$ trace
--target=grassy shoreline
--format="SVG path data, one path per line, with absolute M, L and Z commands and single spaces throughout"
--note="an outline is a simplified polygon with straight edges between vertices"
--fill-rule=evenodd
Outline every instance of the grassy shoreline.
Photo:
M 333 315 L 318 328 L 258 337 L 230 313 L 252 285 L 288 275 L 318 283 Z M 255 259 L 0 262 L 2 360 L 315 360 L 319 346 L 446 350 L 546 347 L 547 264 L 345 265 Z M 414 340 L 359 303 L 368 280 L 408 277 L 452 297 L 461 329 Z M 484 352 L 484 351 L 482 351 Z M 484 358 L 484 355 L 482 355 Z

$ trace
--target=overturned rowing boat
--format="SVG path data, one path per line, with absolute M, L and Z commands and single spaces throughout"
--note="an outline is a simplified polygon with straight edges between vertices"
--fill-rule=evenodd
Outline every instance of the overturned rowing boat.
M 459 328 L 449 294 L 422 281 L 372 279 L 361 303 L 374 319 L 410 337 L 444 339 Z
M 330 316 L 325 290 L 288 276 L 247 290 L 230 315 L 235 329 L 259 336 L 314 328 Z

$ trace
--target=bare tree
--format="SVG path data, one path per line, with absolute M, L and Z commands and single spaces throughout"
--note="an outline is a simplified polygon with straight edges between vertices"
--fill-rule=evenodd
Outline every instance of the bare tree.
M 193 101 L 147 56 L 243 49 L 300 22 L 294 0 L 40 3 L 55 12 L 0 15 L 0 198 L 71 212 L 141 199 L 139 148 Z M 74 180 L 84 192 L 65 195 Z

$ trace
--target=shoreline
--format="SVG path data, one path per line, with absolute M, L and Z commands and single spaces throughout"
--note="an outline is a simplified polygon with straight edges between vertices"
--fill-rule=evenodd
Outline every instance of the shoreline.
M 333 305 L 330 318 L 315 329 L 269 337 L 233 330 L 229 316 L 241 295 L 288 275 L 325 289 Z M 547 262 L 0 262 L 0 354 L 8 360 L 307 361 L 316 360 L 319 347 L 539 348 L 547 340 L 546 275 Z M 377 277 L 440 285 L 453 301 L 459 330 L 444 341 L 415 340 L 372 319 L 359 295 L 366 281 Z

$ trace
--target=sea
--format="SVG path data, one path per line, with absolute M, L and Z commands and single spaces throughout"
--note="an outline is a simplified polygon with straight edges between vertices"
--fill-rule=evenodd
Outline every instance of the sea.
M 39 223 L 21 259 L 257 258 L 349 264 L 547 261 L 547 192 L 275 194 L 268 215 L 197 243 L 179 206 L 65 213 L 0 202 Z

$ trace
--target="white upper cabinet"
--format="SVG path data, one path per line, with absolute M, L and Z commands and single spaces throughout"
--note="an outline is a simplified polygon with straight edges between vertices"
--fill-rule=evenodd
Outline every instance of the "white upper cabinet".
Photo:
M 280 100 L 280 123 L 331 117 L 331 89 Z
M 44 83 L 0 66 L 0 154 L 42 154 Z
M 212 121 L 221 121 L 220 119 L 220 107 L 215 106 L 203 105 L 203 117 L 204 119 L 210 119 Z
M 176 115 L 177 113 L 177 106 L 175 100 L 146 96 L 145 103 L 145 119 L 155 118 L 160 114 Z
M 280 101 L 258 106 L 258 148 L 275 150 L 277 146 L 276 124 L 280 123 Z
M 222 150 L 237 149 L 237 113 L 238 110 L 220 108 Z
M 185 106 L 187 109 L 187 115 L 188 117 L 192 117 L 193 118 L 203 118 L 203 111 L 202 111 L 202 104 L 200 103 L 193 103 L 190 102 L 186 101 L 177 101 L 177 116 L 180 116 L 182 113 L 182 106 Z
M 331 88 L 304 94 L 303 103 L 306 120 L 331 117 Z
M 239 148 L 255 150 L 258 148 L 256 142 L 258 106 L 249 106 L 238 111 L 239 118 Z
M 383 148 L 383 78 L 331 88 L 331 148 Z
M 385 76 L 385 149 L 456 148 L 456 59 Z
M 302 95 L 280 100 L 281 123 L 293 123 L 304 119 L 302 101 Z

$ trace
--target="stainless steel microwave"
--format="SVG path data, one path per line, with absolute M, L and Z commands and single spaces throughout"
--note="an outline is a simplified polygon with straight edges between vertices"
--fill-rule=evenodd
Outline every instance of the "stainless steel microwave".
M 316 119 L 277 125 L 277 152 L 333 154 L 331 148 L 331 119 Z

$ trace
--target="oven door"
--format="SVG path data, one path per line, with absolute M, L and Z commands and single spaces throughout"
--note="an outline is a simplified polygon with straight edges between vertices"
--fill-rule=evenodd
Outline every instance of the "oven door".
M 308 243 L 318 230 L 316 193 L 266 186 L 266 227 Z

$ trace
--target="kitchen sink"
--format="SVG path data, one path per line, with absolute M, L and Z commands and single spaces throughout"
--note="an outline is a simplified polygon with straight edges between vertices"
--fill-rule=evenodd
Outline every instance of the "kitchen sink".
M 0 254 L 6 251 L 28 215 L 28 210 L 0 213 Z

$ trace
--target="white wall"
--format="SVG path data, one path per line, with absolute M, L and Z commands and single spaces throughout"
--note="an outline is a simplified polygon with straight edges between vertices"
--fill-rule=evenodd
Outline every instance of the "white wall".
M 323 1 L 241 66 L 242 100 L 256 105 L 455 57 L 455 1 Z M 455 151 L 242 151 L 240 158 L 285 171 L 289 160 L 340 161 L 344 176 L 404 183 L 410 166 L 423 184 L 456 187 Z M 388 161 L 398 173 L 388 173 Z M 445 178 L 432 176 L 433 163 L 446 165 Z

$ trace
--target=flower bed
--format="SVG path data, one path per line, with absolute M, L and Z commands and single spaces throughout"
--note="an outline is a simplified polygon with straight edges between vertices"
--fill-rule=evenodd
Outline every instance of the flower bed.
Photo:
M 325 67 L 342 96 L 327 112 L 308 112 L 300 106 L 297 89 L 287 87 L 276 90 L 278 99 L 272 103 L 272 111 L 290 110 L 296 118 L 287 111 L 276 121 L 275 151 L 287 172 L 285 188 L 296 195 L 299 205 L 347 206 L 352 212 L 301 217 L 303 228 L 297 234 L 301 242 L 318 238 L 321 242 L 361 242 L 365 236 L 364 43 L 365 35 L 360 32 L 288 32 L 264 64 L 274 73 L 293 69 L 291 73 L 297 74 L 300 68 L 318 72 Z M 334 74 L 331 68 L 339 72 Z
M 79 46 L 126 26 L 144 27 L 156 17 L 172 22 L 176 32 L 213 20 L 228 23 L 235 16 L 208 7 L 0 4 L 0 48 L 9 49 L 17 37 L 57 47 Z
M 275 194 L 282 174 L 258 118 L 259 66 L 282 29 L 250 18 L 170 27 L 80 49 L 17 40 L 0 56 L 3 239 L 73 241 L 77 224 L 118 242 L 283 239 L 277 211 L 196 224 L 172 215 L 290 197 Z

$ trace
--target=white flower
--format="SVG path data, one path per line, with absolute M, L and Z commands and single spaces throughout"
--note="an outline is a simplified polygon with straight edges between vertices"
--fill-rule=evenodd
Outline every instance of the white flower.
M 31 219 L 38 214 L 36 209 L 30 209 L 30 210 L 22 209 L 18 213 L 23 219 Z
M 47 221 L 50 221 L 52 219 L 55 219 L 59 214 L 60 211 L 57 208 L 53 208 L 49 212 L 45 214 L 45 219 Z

########################################

Aim of the exercise: Rescale the entries from the first line up to and including the line containing "M 333 315 L", and give only those lines again, requests included. Multiply every outline vertex coordinate in the answers by 1.7 and round each to a whole number, with halves rounding up. Leave all other numbers unchanged.

Finished answer:
$ trace
--target=grassy shoreline
--format="SVG path data, one path per line, with absolute M, L and Z commands and single spaces throughout"
--note="an outline is a simplified polygon with straight edges between vertices"
--fill-rule=evenodd
Outline every instance of the grassy shoreline.
Photo:
M 566 536 L 541 558 L 439 573 L 391 532 L 428 485 L 490 468 L 541 481 Z M 434 440 L 0 445 L 3 612 L 536 612 L 542 588 L 758 595 L 928 590 L 930 449 L 587 451 Z M 704 578 L 610 515 L 626 476 L 694 471 L 768 505 L 784 559 Z M 823 598 L 823 597 L 819 597 Z M 823 609 L 823 604 L 819 604 Z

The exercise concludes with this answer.